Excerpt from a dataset
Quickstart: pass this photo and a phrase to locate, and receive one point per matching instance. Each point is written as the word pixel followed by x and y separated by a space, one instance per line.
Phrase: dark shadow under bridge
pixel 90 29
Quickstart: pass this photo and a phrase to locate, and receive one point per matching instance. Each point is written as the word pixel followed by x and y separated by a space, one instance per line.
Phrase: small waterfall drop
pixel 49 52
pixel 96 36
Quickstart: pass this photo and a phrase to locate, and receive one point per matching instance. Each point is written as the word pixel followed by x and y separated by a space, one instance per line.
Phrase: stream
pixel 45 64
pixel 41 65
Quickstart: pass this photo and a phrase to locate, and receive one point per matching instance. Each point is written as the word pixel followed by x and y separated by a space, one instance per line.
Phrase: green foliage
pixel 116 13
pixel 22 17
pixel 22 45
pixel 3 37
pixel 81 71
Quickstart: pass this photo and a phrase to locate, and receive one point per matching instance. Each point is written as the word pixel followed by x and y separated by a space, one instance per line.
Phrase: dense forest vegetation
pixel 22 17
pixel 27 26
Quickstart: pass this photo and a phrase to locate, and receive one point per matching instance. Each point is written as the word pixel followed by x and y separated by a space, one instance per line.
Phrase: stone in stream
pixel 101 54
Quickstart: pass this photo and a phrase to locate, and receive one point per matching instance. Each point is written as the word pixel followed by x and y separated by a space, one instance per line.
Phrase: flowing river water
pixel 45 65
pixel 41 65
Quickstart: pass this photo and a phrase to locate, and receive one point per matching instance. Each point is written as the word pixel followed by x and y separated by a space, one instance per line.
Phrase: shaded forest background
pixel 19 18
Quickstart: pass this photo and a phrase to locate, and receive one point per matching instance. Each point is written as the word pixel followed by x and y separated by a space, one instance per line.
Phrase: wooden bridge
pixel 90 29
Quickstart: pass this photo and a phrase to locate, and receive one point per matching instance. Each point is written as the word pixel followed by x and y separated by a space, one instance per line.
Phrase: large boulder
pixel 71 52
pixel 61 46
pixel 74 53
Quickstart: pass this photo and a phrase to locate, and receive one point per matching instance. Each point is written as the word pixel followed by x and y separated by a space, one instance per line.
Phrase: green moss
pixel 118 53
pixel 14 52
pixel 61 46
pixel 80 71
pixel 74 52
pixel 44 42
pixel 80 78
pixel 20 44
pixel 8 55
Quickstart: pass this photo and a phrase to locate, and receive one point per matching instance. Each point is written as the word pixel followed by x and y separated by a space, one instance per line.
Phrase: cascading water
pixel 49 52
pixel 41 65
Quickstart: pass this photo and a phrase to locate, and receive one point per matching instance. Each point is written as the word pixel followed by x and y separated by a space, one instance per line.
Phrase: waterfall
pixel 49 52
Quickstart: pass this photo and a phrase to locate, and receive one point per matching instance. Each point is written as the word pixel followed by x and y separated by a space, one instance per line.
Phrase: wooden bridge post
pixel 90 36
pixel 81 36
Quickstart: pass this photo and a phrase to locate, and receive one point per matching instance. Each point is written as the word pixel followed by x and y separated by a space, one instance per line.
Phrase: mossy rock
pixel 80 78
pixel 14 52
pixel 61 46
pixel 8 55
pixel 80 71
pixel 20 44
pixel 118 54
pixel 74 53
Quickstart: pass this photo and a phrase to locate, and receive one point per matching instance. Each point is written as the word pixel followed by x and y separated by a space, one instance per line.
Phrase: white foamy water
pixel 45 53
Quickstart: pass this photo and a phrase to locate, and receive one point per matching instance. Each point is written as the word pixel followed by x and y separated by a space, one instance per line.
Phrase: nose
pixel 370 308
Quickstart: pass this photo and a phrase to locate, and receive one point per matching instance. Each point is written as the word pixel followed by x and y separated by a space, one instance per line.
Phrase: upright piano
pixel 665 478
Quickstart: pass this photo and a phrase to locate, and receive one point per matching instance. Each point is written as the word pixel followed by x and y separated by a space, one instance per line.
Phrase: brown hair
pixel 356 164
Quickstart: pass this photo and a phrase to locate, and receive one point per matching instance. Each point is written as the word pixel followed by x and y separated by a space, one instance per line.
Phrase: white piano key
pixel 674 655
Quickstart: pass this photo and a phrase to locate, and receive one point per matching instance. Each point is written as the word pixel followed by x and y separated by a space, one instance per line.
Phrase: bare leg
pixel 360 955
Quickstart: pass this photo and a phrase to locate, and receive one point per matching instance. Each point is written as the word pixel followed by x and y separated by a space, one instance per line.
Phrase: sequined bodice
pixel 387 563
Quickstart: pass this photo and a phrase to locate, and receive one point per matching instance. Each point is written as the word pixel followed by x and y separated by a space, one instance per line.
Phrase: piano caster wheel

**DIRECTIVE:**
Extract every line of the data above that contains the word "green".

**FINAL RESULT:**
Phrase: green foliage
Phrase: green moss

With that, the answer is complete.